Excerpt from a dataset
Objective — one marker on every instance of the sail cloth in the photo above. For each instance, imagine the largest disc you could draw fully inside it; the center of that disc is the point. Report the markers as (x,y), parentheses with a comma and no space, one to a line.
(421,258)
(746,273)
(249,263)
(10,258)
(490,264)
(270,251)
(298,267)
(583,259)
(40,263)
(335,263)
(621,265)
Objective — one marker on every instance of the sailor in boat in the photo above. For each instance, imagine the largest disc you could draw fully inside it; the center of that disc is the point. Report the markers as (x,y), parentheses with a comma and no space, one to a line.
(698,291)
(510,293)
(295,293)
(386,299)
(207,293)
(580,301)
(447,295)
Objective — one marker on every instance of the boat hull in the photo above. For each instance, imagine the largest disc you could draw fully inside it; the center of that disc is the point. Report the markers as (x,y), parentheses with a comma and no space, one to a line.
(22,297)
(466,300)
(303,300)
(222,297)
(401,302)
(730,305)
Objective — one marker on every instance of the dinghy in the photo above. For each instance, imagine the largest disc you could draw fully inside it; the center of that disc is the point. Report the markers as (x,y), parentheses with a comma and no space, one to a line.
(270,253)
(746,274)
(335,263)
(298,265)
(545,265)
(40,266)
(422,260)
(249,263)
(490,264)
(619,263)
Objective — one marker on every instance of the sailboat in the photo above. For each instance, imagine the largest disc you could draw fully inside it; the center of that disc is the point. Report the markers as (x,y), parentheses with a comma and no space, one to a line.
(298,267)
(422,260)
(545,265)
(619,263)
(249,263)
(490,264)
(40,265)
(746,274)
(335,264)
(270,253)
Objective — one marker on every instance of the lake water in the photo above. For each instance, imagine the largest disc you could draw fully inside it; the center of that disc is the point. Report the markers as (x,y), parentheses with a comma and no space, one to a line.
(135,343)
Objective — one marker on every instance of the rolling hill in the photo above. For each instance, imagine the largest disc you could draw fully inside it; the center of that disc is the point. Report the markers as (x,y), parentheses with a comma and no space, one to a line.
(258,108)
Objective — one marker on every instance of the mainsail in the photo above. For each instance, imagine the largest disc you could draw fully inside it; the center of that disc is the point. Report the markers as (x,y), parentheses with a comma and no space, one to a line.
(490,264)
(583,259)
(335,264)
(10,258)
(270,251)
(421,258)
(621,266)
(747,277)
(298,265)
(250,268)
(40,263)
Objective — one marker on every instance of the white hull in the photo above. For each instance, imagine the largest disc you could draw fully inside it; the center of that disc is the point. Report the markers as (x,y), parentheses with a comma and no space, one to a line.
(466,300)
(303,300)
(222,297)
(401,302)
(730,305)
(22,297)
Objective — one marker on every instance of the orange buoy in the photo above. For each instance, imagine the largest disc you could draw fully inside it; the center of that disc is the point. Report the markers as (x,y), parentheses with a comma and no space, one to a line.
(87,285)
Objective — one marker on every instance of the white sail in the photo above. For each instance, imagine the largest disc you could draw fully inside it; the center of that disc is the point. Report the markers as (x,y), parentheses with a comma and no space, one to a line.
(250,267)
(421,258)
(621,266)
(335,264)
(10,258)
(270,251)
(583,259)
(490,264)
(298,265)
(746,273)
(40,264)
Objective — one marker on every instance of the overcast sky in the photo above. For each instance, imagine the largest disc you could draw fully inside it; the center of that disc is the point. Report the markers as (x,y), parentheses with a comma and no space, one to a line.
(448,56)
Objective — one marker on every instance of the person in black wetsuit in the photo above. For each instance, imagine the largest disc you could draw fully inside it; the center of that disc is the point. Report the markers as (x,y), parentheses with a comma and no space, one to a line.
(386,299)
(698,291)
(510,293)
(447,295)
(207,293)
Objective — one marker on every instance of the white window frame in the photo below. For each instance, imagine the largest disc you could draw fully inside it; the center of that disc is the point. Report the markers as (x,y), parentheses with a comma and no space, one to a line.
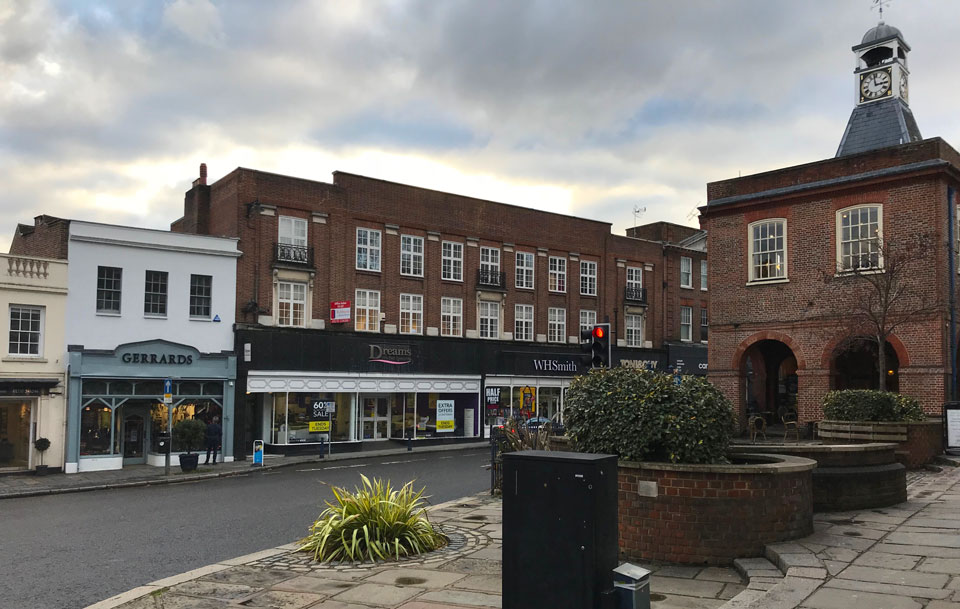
(523,322)
(588,278)
(451,262)
(634,329)
(411,314)
(163,294)
(451,316)
(686,324)
(18,353)
(371,313)
(704,323)
(841,267)
(752,252)
(411,255)
(557,271)
(489,259)
(296,297)
(292,231)
(197,299)
(556,325)
(371,251)
(485,327)
(686,272)
(525,272)
(588,319)
(118,290)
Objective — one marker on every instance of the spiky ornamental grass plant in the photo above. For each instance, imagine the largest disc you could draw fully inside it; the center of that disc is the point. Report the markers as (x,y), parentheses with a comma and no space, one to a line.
(375,522)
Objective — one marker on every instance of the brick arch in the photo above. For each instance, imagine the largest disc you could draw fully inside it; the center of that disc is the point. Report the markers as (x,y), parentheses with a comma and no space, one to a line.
(826,359)
(768,335)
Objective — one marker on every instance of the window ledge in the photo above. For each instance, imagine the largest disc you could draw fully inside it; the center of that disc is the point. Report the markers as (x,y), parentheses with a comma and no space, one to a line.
(34,359)
(855,273)
(767,281)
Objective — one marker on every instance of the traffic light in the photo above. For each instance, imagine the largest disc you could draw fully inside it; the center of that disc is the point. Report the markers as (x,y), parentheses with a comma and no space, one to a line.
(600,346)
(586,347)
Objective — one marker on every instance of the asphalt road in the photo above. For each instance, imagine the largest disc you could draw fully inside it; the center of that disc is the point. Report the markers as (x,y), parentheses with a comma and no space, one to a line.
(68,551)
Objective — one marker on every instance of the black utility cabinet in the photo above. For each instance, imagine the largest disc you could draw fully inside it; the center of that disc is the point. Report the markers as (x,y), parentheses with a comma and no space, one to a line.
(559,529)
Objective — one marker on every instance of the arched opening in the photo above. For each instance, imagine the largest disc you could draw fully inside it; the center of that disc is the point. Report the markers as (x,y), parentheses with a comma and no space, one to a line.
(769,372)
(855,366)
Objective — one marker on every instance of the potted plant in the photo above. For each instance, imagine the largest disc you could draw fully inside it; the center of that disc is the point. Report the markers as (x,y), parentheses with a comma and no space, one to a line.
(41,444)
(188,435)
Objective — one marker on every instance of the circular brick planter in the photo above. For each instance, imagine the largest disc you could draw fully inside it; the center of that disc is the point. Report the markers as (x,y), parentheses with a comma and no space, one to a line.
(848,476)
(712,514)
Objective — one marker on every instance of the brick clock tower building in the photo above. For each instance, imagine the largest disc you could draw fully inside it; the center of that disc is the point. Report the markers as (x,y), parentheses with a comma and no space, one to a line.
(789,246)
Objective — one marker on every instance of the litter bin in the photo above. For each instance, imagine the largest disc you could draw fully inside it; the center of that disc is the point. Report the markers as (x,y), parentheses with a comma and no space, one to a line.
(632,584)
(163,443)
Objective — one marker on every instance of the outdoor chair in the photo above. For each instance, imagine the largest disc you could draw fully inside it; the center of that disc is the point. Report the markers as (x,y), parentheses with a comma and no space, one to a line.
(789,419)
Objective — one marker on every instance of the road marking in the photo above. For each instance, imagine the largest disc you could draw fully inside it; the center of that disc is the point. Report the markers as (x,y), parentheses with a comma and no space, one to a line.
(320,469)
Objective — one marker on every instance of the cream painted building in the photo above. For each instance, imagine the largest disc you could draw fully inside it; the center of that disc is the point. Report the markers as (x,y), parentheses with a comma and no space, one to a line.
(33,300)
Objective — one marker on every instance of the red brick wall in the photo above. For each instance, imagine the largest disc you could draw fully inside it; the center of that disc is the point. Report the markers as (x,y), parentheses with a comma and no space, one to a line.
(47,238)
(356,201)
(806,313)
(708,517)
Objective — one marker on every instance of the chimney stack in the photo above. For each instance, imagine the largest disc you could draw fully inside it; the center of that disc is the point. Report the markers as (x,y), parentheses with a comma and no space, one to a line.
(202,180)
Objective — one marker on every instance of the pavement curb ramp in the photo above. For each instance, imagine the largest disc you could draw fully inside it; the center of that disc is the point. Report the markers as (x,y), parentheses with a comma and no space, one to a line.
(162,584)
(235,472)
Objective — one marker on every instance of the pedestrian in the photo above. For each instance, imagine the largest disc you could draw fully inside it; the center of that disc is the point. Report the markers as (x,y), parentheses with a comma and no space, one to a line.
(213,439)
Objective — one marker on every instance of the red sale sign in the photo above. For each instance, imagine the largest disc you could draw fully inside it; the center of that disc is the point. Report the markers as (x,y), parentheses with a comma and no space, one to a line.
(339,311)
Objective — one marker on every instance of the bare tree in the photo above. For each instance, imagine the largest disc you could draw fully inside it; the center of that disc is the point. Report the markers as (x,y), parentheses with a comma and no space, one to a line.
(877,289)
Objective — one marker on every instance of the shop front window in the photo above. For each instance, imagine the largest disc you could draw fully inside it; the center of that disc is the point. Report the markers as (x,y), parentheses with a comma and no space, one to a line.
(95,426)
(296,419)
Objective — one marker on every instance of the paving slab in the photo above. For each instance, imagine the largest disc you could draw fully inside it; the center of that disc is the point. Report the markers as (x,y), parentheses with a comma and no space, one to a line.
(685,587)
(831,598)
(420,578)
(463,598)
(894,589)
(895,576)
(885,560)
(379,595)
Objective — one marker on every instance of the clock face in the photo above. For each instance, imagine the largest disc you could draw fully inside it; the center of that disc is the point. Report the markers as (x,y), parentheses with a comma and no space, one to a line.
(875,84)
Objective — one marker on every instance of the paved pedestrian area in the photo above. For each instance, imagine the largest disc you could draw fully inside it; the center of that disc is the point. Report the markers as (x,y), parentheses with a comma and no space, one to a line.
(29,485)
(906,556)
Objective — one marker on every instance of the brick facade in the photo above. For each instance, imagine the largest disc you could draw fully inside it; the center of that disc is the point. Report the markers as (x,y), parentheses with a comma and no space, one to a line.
(912,185)
(704,515)
(248,204)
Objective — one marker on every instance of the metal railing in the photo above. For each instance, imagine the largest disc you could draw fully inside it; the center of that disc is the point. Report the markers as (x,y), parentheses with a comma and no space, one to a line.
(293,254)
(635,295)
(491,279)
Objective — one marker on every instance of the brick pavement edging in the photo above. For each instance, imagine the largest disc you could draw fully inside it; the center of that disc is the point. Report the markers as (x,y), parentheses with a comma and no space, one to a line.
(464,540)
(236,468)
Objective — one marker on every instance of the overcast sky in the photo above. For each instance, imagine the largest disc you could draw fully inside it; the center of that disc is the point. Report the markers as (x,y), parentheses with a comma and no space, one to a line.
(587,107)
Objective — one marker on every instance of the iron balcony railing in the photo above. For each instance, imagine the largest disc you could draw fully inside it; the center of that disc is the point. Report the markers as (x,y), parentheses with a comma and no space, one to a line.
(293,254)
(638,295)
(491,279)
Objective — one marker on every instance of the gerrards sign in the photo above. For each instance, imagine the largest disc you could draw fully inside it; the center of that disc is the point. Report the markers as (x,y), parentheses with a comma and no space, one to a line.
(396,355)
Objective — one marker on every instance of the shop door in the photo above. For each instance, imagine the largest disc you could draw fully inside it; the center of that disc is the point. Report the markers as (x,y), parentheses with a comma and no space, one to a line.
(15,434)
(376,417)
(133,438)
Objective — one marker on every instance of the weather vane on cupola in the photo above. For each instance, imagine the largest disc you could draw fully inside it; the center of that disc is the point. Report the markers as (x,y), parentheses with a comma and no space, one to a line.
(879,5)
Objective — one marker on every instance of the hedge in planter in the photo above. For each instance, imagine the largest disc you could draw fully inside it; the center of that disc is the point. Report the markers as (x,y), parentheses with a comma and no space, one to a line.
(641,415)
(871,405)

◆ **WHAT YOU NEED TO DO**
Return the line that contains "Objective — one marker on every instance of the weather" along with every line after it through the end of the entries, exactly, adding nothing.

◆ **SOLUTION**
Objective — one marker on every instance of the weather vane on cupola in the photo above. For each instance, imagine the largest disc you could draw fully inside it; the center of that disc is the point. Report the markers as (x,y), parentheses with a comma and no space, one to a line.
(879,5)
Objective — one marker on every instance of the hedge in planter in the photo above. For each instance, imagine the largest disc you could draw fully inside it; the center of that disc is the point. Report the markers as (x,y), parentheses with a comma and no space, one to a line.
(641,415)
(871,405)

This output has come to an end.